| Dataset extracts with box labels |
^^^^^^^^

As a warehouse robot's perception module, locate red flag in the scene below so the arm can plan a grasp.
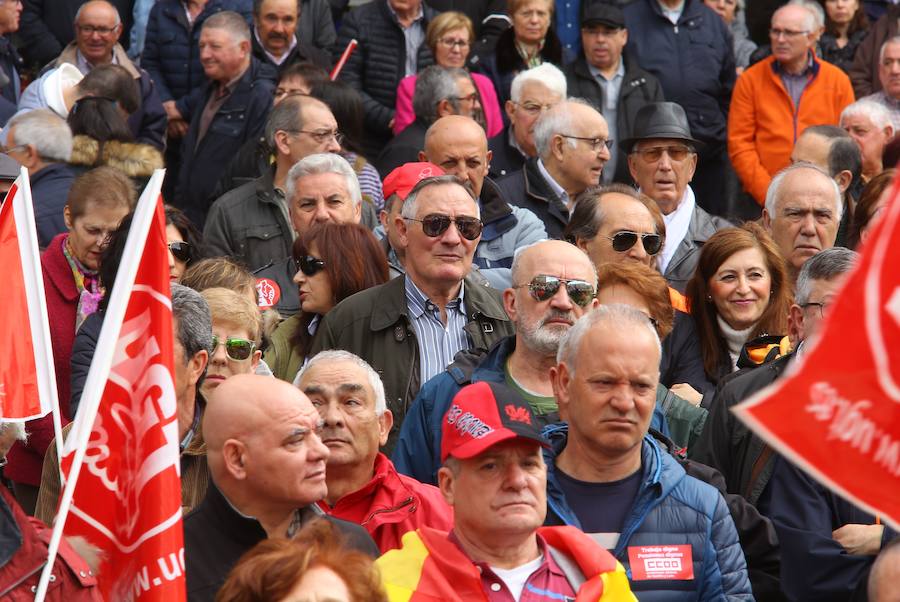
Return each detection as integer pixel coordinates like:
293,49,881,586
57,185,186,602
734,172,900,526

^^^^^^^^

| What is expected |
Write out all the entries above line by line and word for word, leaving out the pictures.

| Task output |
As a warehouse robot's perception module, locate red flag in the scene below so the arm can plan a grasp.
Return each detection as integer pixel coordinates like:
293,49,881,586
57,185,186,602
734,172,900,526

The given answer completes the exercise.